- **DOCUMENT EXCERPT**:
# # #

# Gibson buys Garrison



## Tycho (Jan 3, 2007)

So what do you folks think about this?

http://tinyurl.com/2492px

Mucho speculation going on on some of the other boards as to what it might mean, both for Garrison and Gibson.


----------



## Milkman (Feb 2, 2006)

What it means is that there's one rich young man living on the Rock.


----------



## zdogma (Mar 21, 2006)

Ill be interested to see if they run the company or just use their technology. They're good guitars, I tried one at songbird the other day, really nice tone, full bass, and stay in tune well.


----------



## traynor_garnet (Feb 22, 2006)

Wow, I did not see that coming! I really thought Garrison were too small to be on Gibson's radar. Oh well, this really doesn't make a difference to me since every Garrison I have played has been lousy: dull, choked, and boxy sounding.

TG


----------



## oldcountry310 (Jun 12, 2007)

I never played a Garrison, but quite frankly, I don't see any up side to this transaction for us players. Good for the St. Johns economy though since they say it will create 40 full time jobs. Wonder if Danny will share some of that with his friend Steve.:2guns:


----------



## david henman (Feb 3, 2006)

...does this mean my beautiful garrison acoustic will one day be a collector's item?

-dh


----------



## Yerffej (Feb 7, 2006)

david henman said:


> ...does this mean my beautiful garrison acoustic will one day be a collector's item?
> 
> -dh


I guess that could happen, people pay lots of money for the old sears guitars nowadays. I am excited to see what is made there. Maybe they will have a sweet tour


----------



## noobcake (Mar 8, 2006)

Hmmm now is this good thing or a bad thing..? I guess we'll just have to wait and see.

# # #

- **DATASET RECORDS**:

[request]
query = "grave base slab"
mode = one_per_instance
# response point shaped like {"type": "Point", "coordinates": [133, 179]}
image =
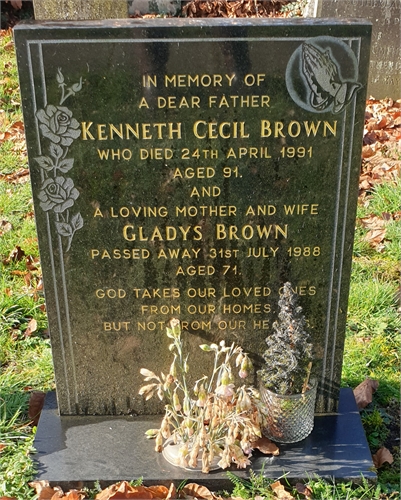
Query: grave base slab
{"type": "Point", "coordinates": [76, 451]}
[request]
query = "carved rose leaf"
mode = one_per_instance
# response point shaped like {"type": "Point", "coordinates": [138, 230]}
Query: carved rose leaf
{"type": "Point", "coordinates": [57, 194]}
{"type": "Point", "coordinates": [64, 229]}
{"type": "Point", "coordinates": [45, 162]}
{"type": "Point", "coordinates": [58, 125]}
{"type": "Point", "coordinates": [56, 151]}
{"type": "Point", "coordinates": [66, 165]}
{"type": "Point", "coordinates": [76, 222]}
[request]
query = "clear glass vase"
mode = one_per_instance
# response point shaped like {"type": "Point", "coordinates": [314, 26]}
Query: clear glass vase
{"type": "Point", "coordinates": [289, 418]}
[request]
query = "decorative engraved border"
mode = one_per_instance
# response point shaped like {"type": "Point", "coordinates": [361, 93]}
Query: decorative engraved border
{"type": "Point", "coordinates": [329, 341]}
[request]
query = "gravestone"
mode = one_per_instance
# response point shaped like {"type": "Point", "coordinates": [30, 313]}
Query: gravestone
{"type": "Point", "coordinates": [189, 169]}
{"type": "Point", "coordinates": [385, 61]}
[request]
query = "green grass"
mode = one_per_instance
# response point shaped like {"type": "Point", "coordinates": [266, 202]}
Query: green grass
{"type": "Point", "coordinates": [372, 337]}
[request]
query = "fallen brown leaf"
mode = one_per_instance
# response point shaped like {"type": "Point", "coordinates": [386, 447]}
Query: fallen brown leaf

# # #

- **SHORT PROBLEM 1**: List the usernames of everyone who posted in the forum thread on Gibson buying Garrison, in the order their posts appear.
- **SHORT PROBLEM 2**: From the forum thread on Gibson buying Garrison, reproduce the passage that begins with the words containing "## david henman" and ends with "(Feb 7, 2006)".

- **FINAL RESULT 1**:
Tycho
Milkman
zdogma
traynor_garnet
oldcountry310
david henman
Yerffej
noobcake

- **FINAL RESULT 2**:
## david henman (Feb 3, 2006)

...does this mean my beautiful garrison acoustic will one day be a collector's item?

-dh


----------



## Yerffej (Feb 7, 2006)